> **Image-grounded pointing data**

---

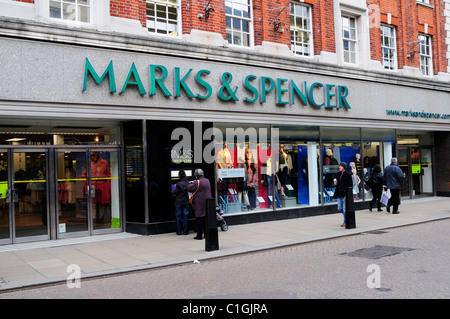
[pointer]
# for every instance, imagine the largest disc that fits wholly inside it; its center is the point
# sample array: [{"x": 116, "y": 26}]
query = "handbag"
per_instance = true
[
  {"x": 191, "y": 197},
  {"x": 384, "y": 198}
]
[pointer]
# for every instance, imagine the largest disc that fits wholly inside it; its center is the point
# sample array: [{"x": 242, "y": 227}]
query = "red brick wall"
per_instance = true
[{"x": 408, "y": 17}]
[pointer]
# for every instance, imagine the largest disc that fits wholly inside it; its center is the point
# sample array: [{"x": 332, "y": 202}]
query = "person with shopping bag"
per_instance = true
[
  {"x": 393, "y": 176},
  {"x": 376, "y": 182}
]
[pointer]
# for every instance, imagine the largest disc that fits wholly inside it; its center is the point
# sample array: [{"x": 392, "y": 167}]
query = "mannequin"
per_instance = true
[
  {"x": 251, "y": 178},
  {"x": 358, "y": 163},
  {"x": 283, "y": 169},
  {"x": 356, "y": 181},
  {"x": 242, "y": 186},
  {"x": 224, "y": 161},
  {"x": 330, "y": 161},
  {"x": 269, "y": 185}
]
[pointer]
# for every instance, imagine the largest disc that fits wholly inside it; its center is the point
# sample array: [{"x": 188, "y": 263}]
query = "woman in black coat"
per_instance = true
[{"x": 376, "y": 182}]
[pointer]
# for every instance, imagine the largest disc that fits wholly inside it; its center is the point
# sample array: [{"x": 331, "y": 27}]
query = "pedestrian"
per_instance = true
[
  {"x": 393, "y": 176},
  {"x": 376, "y": 182},
  {"x": 344, "y": 186},
  {"x": 201, "y": 190},
  {"x": 181, "y": 204}
]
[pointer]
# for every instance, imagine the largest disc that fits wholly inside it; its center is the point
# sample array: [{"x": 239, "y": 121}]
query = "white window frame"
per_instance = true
[
  {"x": 239, "y": 18},
  {"x": 294, "y": 29},
  {"x": 350, "y": 39},
  {"x": 159, "y": 25},
  {"x": 388, "y": 45},
  {"x": 76, "y": 6},
  {"x": 425, "y": 55}
]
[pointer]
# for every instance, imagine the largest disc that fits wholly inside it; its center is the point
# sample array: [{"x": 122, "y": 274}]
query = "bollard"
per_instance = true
[{"x": 211, "y": 232}]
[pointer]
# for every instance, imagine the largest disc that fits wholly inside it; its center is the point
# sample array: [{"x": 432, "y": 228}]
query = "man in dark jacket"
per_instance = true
[
  {"x": 182, "y": 203},
  {"x": 201, "y": 190},
  {"x": 344, "y": 186},
  {"x": 393, "y": 176}
]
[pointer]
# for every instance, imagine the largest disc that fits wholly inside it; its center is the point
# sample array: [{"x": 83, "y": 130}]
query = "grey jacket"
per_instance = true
[{"x": 393, "y": 175}]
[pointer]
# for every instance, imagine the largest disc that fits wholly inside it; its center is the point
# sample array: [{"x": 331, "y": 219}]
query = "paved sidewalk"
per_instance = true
[{"x": 23, "y": 265}]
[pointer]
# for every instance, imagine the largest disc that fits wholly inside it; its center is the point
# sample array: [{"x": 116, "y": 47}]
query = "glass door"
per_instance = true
[
  {"x": 104, "y": 189},
  {"x": 5, "y": 234},
  {"x": 426, "y": 171},
  {"x": 88, "y": 191},
  {"x": 404, "y": 164},
  {"x": 28, "y": 195},
  {"x": 73, "y": 184}
]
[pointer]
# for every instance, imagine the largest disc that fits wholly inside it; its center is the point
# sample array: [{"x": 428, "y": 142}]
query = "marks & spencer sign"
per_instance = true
[{"x": 198, "y": 84}]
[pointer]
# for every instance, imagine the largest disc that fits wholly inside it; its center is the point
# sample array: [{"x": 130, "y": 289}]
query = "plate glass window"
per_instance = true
[
  {"x": 425, "y": 55},
  {"x": 238, "y": 22},
  {"x": 349, "y": 33},
  {"x": 71, "y": 10},
  {"x": 388, "y": 47},
  {"x": 163, "y": 17},
  {"x": 301, "y": 29}
]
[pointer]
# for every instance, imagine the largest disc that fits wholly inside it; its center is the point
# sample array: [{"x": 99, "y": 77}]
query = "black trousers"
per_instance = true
[
  {"x": 376, "y": 197},
  {"x": 200, "y": 226},
  {"x": 394, "y": 201}
]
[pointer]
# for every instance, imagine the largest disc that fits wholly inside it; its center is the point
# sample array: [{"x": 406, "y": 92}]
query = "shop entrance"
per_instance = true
[
  {"x": 416, "y": 163},
  {"x": 88, "y": 191},
  {"x": 49, "y": 193}
]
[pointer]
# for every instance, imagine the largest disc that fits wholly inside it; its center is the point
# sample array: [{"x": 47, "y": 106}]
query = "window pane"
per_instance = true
[
  {"x": 84, "y": 14},
  {"x": 55, "y": 9},
  {"x": 69, "y": 12}
]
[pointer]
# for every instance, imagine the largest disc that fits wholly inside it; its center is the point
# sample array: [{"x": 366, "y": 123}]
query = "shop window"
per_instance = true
[
  {"x": 388, "y": 47},
  {"x": 301, "y": 29},
  {"x": 238, "y": 21},
  {"x": 245, "y": 172},
  {"x": 298, "y": 166},
  {"x": 163, "y": 17},
  {"x": 425, "y": 55},
  {"x": 378, "y": 148},
  {"x": 70, "y": 10},
  {"x": 349, "y": 38},
  {"x": 341, "y": 145}
]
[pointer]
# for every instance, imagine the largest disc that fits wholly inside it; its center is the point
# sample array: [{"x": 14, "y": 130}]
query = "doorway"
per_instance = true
[
  {"x": 416, "y": 163},
  {"x": 50, "y": 193}
]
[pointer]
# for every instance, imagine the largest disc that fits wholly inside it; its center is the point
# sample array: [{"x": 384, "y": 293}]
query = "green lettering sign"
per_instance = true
[{"x": 89, "y": 69}]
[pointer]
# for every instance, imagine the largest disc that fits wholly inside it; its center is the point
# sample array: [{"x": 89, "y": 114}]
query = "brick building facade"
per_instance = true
[{"x": 272, "y": 22}]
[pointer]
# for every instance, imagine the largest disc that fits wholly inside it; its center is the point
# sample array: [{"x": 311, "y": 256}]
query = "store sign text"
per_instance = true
[{"x": 255, "y": 88}]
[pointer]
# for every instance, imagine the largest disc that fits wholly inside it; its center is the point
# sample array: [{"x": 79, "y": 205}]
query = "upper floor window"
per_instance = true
[
  {"x": 72, "y": 10},
  {"x": 349, "y": 37},
  {"x": 163, "y": 16},
  {"x": 301, "y": 29},
  {"x": 388, "y": 47},
  {"x": 238, "y": 22},
  {"x": 425, "y": 54}
]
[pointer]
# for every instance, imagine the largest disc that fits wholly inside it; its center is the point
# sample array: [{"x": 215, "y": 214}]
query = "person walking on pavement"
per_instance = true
[
  {"x": 201, "y": 190},
  {"x": 343, "y": 184},
  {"x": 181, "y": 204},
  {"x": 376, "y": 182},
  {"x": 393, "y": 176}
]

---

> **Exercise objective**
An exact copy of all the entries is required, and it must contain no pictures.

> **Output for this task**
[pointer]
# for every instance, imagine the largest disc that fits wholly inside it; its center is the point
# sample array: [{"x": 116, "y": 26}]
query = "handbag"
per_instance = true
[
  {"x": 191, "y": 197},
  {"x": 384, "y": 198}
]
[pointer]
# for every instance, imagine the largest disc that fits wholly inside it; its center is the point
# sample array: [{"x": 242, "y": 227}]
query = "red brick wall"
per_instance = true
[{"x": 408, "y": 17}]
[pointer]
# for every instance, imagine the largest disc that fits wholly inside it; its center is the point
# sample array: [{"x": 332, "y": 202}]
query = "person with shopping bag"
per_instance = true
[
  {"x": 393, "y": 176},
  {"x": 376, "y": 182}
]
[pointer]
# for every instance, imagine the largest disc that fits wholly inside it; its center is the point
# sample array: [{"x": 392, "y": 167}]
query = "mannequin"
per_instance = true
[
  {"x": 251, "y": 178},
  {"x": 358, "y": 163},
  {"x": 283, "y": 169},
  {"x": 356, "y": 181},
  {"x": 242, "y": 186},
  {"x": 224, "y": 161},
  {"x": 330, "y": 161},
  {"x": 269, "y": 185}
]
[pointer]
# for every instance, imagine the largest disc that fits wholly inside it; its center is the point
# sample array: [{"x": 188, "y": 263}]
query = "woman in black coat"
per_instance = true
[{"x": 376, "y": 182}]
[pointer]
# for every instance, imagine the largest disc that fits wholly inside it; its center is the point
# sample array: [{"x": 331, "y": 27}]
query = "pedestrian"
per_instance = true
[
  {"x": 393, "y": 176},
  {"x": 376, "y": 182},
  {"x": 344, "y": 186},
  {"x": 201, "y": 190},
  {"x": 181, "y": 204}
]
[pointer]
# for every instance, imagine the largest disc that fits wholly inside it; its center is the point
# sample array: [{"x": 239, "y": 121}]
query = "white window frame"
per_instance = true
[
  {"x": 239, "y": 18},
  {"x": 294, "y": 29},
  {"x": 350, "y": 39},
  {"x": 159, "y": 25},
  {"x": 388, "y": 45},
  {"x": 76, "y": 6},
  {"x": 425, "y": 55}
]
[pointer]
# for every instance, imagine the largest disc that fits wholly inside it; its center is the point
# sample array: [{"x": 122, "y": 274}]
query = "bollard"
per_instance = true
[{"x": 211, "y": 232}]
[pointer]
# for every instance, imagine the largest disc that fits wholly inside it; its center is the point
# sample array: [{"x": 432, "y": 228}]
query = "man in dark jacket"
per_instance = true
[
  {"x": 182, "y": 203},
  {"x": 201, "y": 190},
  {"x": 344, "y": 186},
  {"x": 393, "y": 176}
]
[pointer]
# for every instance, imagine the largest disc that fits wholly inside it; its center is the point
# sample array: [{"x": 83, "y": 130}]
query = "grey jacket"
per_instance = true
[{"x": 393, "y": 175}]
[pointer]
# for every instance, imagine the largest disc that fits wholly inside it; its center is the point
# sample array: [{"x": 331, "y": 219}]
query = "paved sidewalk"
per_instance = true
[{"x": 23, "y": 265}]
[pointer]
# for every instance, imagine the largest disc that fits wholly inside it; its center is the point
# sample array: [{"x": 116, "y": 47}]
query = "glass door"
per_instance = true
[
  {"x": 104, "y": 189},
  {"x": 5, "y": 234},
  {"x": 426, "y": 171},
  {"x": 88, "y": 191},
  {"x": 404, "y": 164},
  {"x": 28, "y": 195},
  {"x": 73, "y": 184}
]
[pointer]
# for every instance, imagine the largest disc that fits wholly inside it; its center is the point
# sample array: [{"x": 428, "y": 142}]
query = "marks & spencer sign"
per_instance = true
[{"x": 198, "y": 84}]
[pointer]
# for every instance, imagine the largest disc that fits wholly inside it; its center is the point
# sample array: [{"x": 130, "y": 289}]
query = "plate glass window"
per_instance = true
[
  {"x": 425, "y": 55},
  {"x": 238, "y": 22},
  {"x": 349, "y": 33},
  {"x": 71, "y": 10},
  {"x": 388, "y": 47},
  {"x": 163, "y": 17},
  {"x": 301, "y": 29}
]
[pointer]
# for every instance, imagine the largest disc that fits wholly inside it; its center is the point
# sample array: [{"x": 99, "y": 77}]
query = "black trousers"
per_instance = true
[
  {"x": 376, "y": 197},
  {"x": 200, "y": 226},
  {"x": 394, "y": 201}
]
[pointer]
# for every instance, imagine the largest disc that fits wholly inside it; its center is the point
# sample array: [{"x": 406, "y": 92}]
query = "shop entrance"
per_instance = true
[
  {"x": 416, "y": 163},
  {"x": 88, "y": 191},
  {"x": 49, "y": 193}
]
[pointer]
# for every instance, imagine the largest disc that fits wholly inside it; its center is the point
# sample array: [{"x": 47, "y": 106}]
query = "window pane"
per_instance = true
[
  {"x": 84, "y": 14},
  {"x": 55, "y": 9},
  {"x": 69, "y": 12}
]
[pointer]
# for every instance, imagine the largest disc that fits wholly inside it; its center is the point
# sample array: [{"x": 366, "y": 123}]
query = "shop window"
per_instance = true
[
  {"x": 388, "y": 47},
  {"x": 301, "y": 29},
  {"x": 238, "y": 21},
  {"x": 245, "y": 172},
  {"x": 298, "y": 166},
  {"x": 163, "y": 17},
  {"x": 425, "y": 55},
  {"x": 378, "y": 148},
  {"x": 70, "y": 10},
  {"x": 349, "y": 38},
  {"x": 341, "y": 145}
]
[pointer]
# for every instance, imagine the largest disc that fits wholly inside it; its center is the point
# sample array: [{"x": 14, "y": 130}]
query = "doorway"
per_instance = true
[
  {"x": 416, "y": 163},
  {"x": 50, "y": 193}
]
[pointer]
# for every instance, imagine the largest disc that fits wholly inside it; its center is the point
# sample array: [{"x": 384, "y": 293}]
query = "green lettering sign"
per_instance = true
[{"x": 89, "y": 69}]
[pointer]
# for every instance, imagine the largest disc that fits wholly inside it; its center is the point
# sample array: [{"x": 89, "y": 114}]
query = "brick building facade"
per_instance = true
[{"x": 272, "y": 22}]
[pointer]
# for every instance, imagine the largest disc that fits wholly inside it; its center is the point
# sample array: [{"x": 311, "y": 256}]
query = "store sign text"
per_instance = true
[{"x": 255, "y": 88}]
[pointer]
# for every instance, imagine the largest disc that fits wholly inside it; its center is the point
# sample array: [{"x": 79, "y": 205}]
query = "upper floor window"
per_instance = true
[
  {"x": 72, "y": 10},
  {"x": 349, "y": 37},
  {"x": 163, "y": 16},
  {"x": 301, "y": 29},
  {"x": 388, "y": 47},
  {"x": 238, "y": 22},
  {"x": 425, "y": 54}
]
[pointer]
# for every instance, imagine the largest disc that fits wholly inside it; its center is the point
# sample array: [{"x": 215, "y": 214}]
query = "person walking on pavement"
per_instance = true
[
  {"x": 201, "y": 190},
  {"x": 343, "y": 184},
  {"x": 181, "y": 204},
  {"x": 376, "y": 182},
  {"x": 393, "y": 176}
]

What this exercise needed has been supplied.